### Raw records

[Begin]

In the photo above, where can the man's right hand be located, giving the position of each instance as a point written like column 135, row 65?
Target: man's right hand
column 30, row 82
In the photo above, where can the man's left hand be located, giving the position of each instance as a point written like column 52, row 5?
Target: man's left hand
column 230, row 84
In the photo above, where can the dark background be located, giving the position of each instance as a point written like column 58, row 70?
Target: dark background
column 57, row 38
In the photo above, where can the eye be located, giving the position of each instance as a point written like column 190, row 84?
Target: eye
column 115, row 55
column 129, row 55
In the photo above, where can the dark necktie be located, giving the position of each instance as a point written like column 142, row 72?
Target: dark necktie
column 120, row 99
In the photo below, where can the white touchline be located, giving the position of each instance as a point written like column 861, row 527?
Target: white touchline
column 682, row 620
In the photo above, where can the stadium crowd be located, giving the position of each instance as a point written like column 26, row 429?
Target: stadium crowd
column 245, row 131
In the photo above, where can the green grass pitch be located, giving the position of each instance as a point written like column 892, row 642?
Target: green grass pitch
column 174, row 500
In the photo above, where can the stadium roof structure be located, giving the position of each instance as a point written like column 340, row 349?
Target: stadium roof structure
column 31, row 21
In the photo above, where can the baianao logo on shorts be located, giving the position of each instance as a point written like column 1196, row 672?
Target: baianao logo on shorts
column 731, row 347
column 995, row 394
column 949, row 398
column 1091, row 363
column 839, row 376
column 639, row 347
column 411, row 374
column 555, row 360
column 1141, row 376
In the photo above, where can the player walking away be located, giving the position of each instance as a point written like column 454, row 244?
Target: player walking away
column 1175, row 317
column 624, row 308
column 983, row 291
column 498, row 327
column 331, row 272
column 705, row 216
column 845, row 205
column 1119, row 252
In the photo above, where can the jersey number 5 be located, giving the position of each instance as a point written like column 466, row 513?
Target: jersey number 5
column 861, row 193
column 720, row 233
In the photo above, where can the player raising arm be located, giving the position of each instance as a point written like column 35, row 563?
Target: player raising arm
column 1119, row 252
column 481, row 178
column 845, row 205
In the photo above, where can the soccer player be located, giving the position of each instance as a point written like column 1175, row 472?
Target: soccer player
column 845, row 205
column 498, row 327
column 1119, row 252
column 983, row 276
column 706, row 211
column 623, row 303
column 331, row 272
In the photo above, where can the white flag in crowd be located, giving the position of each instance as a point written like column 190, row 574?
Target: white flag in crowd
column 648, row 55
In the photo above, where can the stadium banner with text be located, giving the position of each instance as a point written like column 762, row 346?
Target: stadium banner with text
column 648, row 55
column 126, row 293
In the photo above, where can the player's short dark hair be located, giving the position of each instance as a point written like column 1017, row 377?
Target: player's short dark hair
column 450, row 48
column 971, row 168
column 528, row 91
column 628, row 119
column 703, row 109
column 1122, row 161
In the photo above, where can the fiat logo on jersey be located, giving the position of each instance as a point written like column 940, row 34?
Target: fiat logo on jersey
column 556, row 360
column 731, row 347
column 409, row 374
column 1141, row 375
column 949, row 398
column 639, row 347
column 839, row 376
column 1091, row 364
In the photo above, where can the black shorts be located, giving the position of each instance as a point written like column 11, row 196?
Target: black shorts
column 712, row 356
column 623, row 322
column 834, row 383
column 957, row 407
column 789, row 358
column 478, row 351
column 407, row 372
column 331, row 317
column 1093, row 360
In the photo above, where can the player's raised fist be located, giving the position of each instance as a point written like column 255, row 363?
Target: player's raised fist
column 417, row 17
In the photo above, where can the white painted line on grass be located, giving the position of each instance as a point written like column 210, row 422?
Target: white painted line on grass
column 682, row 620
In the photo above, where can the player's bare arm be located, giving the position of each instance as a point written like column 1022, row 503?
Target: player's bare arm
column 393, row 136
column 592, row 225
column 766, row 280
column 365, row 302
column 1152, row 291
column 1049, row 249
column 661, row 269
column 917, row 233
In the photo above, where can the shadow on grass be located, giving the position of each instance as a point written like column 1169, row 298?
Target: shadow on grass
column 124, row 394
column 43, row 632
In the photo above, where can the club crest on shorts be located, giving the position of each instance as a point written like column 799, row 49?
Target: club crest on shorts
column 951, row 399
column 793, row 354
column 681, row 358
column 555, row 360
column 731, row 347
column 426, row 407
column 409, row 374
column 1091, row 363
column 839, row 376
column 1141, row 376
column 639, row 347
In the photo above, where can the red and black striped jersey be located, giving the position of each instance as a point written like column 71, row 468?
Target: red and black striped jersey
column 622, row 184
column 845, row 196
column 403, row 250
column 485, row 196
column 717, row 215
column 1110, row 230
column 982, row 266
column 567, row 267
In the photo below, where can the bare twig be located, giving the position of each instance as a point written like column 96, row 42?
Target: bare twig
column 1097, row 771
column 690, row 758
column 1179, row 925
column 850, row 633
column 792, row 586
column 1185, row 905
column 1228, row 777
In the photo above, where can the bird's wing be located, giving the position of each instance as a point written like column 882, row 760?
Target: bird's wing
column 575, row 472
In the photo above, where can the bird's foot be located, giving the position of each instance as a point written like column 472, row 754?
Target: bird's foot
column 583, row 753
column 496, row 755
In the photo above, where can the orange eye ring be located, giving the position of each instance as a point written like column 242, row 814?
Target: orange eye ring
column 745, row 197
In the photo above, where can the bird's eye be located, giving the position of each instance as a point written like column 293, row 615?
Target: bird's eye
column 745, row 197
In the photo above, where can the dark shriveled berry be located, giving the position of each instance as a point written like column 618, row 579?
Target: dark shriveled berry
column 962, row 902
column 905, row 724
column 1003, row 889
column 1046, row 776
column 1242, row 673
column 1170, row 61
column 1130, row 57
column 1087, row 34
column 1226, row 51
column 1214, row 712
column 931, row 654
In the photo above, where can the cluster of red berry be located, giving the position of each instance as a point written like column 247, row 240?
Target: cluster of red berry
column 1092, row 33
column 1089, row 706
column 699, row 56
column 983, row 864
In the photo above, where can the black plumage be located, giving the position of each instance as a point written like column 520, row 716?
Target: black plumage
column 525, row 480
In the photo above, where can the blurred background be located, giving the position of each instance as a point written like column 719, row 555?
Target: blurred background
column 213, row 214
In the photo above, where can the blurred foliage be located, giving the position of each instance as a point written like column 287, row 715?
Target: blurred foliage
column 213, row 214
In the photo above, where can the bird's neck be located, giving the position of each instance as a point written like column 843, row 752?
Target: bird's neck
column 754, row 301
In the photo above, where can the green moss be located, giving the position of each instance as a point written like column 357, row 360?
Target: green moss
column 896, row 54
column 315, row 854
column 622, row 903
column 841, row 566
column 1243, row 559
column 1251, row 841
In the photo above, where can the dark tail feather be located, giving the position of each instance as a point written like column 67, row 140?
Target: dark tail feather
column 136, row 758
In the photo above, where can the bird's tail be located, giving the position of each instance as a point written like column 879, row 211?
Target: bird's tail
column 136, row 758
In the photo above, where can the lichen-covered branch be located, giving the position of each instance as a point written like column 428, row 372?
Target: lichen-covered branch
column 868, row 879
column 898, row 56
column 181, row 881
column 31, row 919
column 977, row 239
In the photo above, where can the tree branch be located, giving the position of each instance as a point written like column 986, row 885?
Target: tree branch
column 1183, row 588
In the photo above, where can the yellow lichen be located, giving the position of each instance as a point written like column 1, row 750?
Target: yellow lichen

[End]

### What is being asked
Reproduce every one of the items above, line for line and without any change.

### Completed exercise
In the photo above, where can the man's right hand be located, giving the position of each instance as a point written like column 135, row 65?
Target: man's right hand
column 30, row 82
In the photo above, where can the man's left hand be located, giving the position of each instance as a point written like column 52, row 5?
Target: man's left hand
column 230, row 84
In the photo above, where can the dark background be located, giving the position of each instance as a point written like column 58, row 70?
Target: dark background
column 57, row 38
In the photo above, where can the eye be located, giving the position of each instance as a point written like column 190, row 84?
Target: eye
column 115, row 55
column 129, row 55
In the photo above, where can the dark necktie be located, giving the position of each instance as a point written like column 142, row 72?
Target: dark necktie
column 120, row 99
In the photo below, where can the white touchline be located, giving the position of each instance as a point written like column 861, row 527?
Target: white touchline
column 682, row 620
In the photo above, where can the stadium crowd be located, giving the position of each instance as a point written like column 26, row 429?
Target: stadium crowd
column 245, row 131
In the photo above, where can the green grass pitch be located, giving the position of each instance as a point written like column 892, row 642?
Target: green grass pitch
column 174, row 500
In the photo above, where can the stadium roof structure be located, giving the position of each instance as a point written like column 340, row 349?
Target: stadium roof structure
column 31, row 21
In the photo above, where can the baianao logo on shorts be located, giving the position of each instance as a point written like column 1196, row 672?
Target: baianao logo on shorts
column 731, row 347
column 995, row 394
column 949, row 398
column 1091, row 363
column 839, row 376
column 639, row 347
column 411, row 374
column 555, row 360
column 1141, row 376
In the photo above, where can the player walking away be located, giving the position of each instance as a point written like column 454, row 244?
Target: player walking away
column 1175, row 317
column 624, row 308
column 983, row 291
column 498, row 327
column 331, row 272
column 705, row 216
column 845, row 205
column 1119, row 252
In the photo above, where can the jersey number 5 be located, giving the position of each instance as a point written like column 466, row 513?
Target: jersey number 5
column 861, row 193
column 720, row 233
In the photo above, where can the player raising arm be located, giving the position of each instance as a point written like column 35, row 563?
Target: player raising arm
column 1119, row 252
column 481, row 178
column 845, row 205
In the photo above, where can the soccer player be located, giving the position of each instance as a point written like column 1175, row 472?
Target: soccer player
column 845, row 205
column 498, row 327
column 1119, row 252
column 983, row 276
column 706, row 211
column 623, row 303
column 331, row 272
In the photo above, where can the white flag in crowd be located, giving the position of each instance as a point written like column 190, row 574?
Target: white flag in crowd
column 648, row 55
In the photo above, where can the stadium banner with text be located, giving the position of each instance as a point written like column 762, row 346?
Target: stadium banner with text
column 648, row 55
column 126, row 293
In the photo above, where can the player's short dark hair be located, giving the position of each instance as a point written like column 1017, row 377?
Target: player's short dark hair
column 450, row 48
column 971, row 168
column 528, row 91
column 628, row 119
column 703, row 109
column 1122, row 161
In the photo above, where can the fiat logo on jersey be located, giving the position of each instance as a point written like column 940, row 34?
Target: fiat logo on jersey
column 556, row 360
column 731, row 347
column 409, row 374
column 1141, row 375
column 949, row 398
column 639, row 347
column 839, row 376
column 1091, row 364
In the photo above, where can the black shorts be located, giving the position of each instance as a point written like column 11, row 196?
Target: black shorts
column 712, row 356
column 623, row 322
column 834, row 383
column 957, row 407
column 789, row 358
column 478, row 351
column 407, row 372
column 331, row 317
column 1093, row 360
In the photo above, where can the player's raised fist be located, giving the position of each instance as a point written like column 255, row 363?
Target: player's raised fist
column 417, row 17
In the photo above, where can the white painted line on grass be located, giving the position of each instance as a point written like column 210, row 422?
Target: white painted line on grass
column 682, row 620
In the photo above, where can the player's bare arm be located, giving the position of each instance as a point written like column 1022, row 503?
Target: player's bare arm
column 393, row 136
column 592, row 225
column 766, row 280
column 365, row 302
column 1152, row 291
column 1049, row 249
column 661, row 269
column 917, row 233
In the photo above, where can the shadow on grass be located, giving the position of each instance as a point written like column 1169, row 298?
Target: shadow on grass
column 124, row 394
column 43, row 632
In the photo above, where can the club crest on shorts be located, giving the position of each instance as a point written like column 799, row 49?
Target: club crest on shorts
column 951, row 399
column 793, row 354
column 681, row 358
column 555, row 360
column 731, row 347
column 426, row 407
column 409, row 374
column 1091, row 363
column 839, row 376
column 1141, row 376
column 639, row 347
In the photo above, where can the red and black striped jersey be located, giving the position of each instance as a point written like column 71, row 468?
Target: red and black striped jersey
column 622, row 184
column 845, row 196
column 403, row 250
column 485, row 196
column 717, row 215
column 1110, row 230
column 982, row 266
column 567, row 267
In the photo below, where can the bare twig be located, giving the position of each instance as a point written like column 96, row 42?
Target: bare twig
column 1097, row 771
column 690, row 758
column 1179, row 925
column 850, row 633
column 792, row 586
column 1185, row 905
column 1228, row 777
In the photo above, where can the bird's wing be located, giving the position of each instance as a point written like column 882, row 760?
Target: bird's wing
column 575, row 472
In the photo above, where can the bird's foot be located, giving the position of each instance as a point written like column 472, row 754?
Target: bird's foot
column 583, row 753
column 496, row 755
In the photo above, where can the orange eye ring be located, giving the position of each instance as a point written like column 242, row 814?
Target: orange eye ring
column 745, row 197
In the photo above, where can the bird's eye be located, giving the position of each instance as a point written like column 293, row 615?
Target: bird's eye
column 745, row 197
In the photo above, where can the dark shriveled berry be located, giving the position of each instance as a point written like column 618, row 579?
Target: dark shriveled berry
column 962, row 902
column 905, row 724
column 1003, row 889
column 1046, row 776
column 1242, row 673
column 1170, row 61
column 1130, row 57
column 1087, row 34
column 1226, row 51
column 1214, row 712
column 931, row 654
In the photo above, where can the cluster of red berry be located, giving the position of each instance as a point written like column 247, row 240?
Target: cluster of red berry
column 1092, row 33
column 1089, row 706
column 699, row 56
column 983, row 864
In the photo above, where can the black plumage be located, giving the position of each instance as a point written like column 520, row 716?
Target: black plumage
column 525, row 480
In the photo above, where can the blurred background be located, giving the position of each instance as a point written like column 719, row 555?
Target: blurred background
column 213, row 214
In the photo above, where can the blurred foliage be located, giving the position of each instance as a point written like column 287, row 715?
Target: blurred foliage
column 213, row 214
In the photo above, where can the bird's neck be located, giving the position of each instance as a point written like column 843, row 752?
Target: bird's neck
column 754, row 301
In the photo above, where can the green moss be located, giving the position of each instance as a point written like column 357, row 360?
Target: green moss
column 896, row 54
column 315, row 854
column 622, row 903
column 841, row 566
column 1243, row 559
column 1251, row 841
In the photo above, where can the dark tail feather be located, giving the position of each instance as a point written like column 67, row 140?
Target: dark tail feather
column 136, row 758
In the photo above, where can the bird's tail be located, giving the position of each instance as a point written like column 879, row 211?
Target: bird's tail
column 136, row 758
In the photo above, where can the lichen-covered branch be located, giving the position of each instance as a point written like column 428, row 372?
Target: lichen-covered branch
column 868, row 879
column 898, row 56
column 181, row 881
column 31, row 919
column 977, row 239
In the photo above, where can the tree branch be located, giving the position of each instance as a point written like column 986, row 885?
Target: tree branch
column 1183, row 588
In the photo above, where can the yellow lichen be located, giving the position of each instance as a point written like column 1, row 750?
Target: yellow lichen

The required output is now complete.